Count the lines in the listing below that contain the string "Annotation", matching case exactly, and reply with only that number.

EXTRACTED MATERIAL
--- Begin ---

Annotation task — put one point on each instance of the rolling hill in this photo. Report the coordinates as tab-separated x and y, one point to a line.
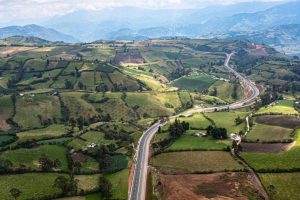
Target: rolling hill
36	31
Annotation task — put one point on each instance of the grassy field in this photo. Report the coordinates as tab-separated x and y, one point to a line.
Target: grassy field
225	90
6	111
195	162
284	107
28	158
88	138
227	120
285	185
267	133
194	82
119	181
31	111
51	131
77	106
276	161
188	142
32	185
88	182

--- End ---
--- Begin ---

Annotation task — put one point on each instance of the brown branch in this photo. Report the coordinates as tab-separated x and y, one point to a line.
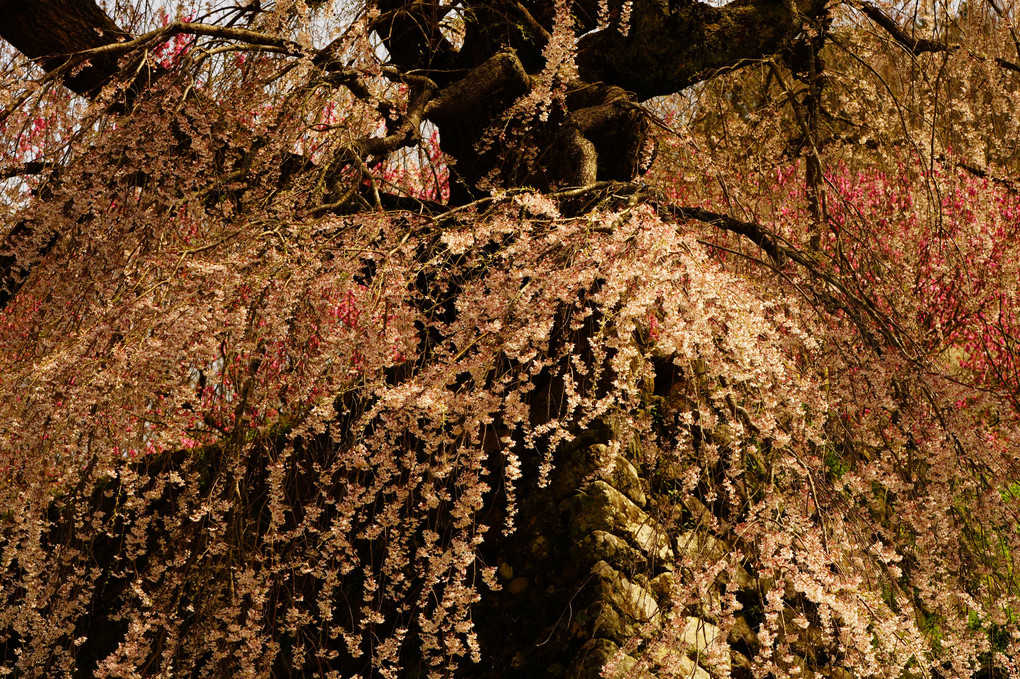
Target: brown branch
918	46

--- End ---

SOLUTION BELOW
3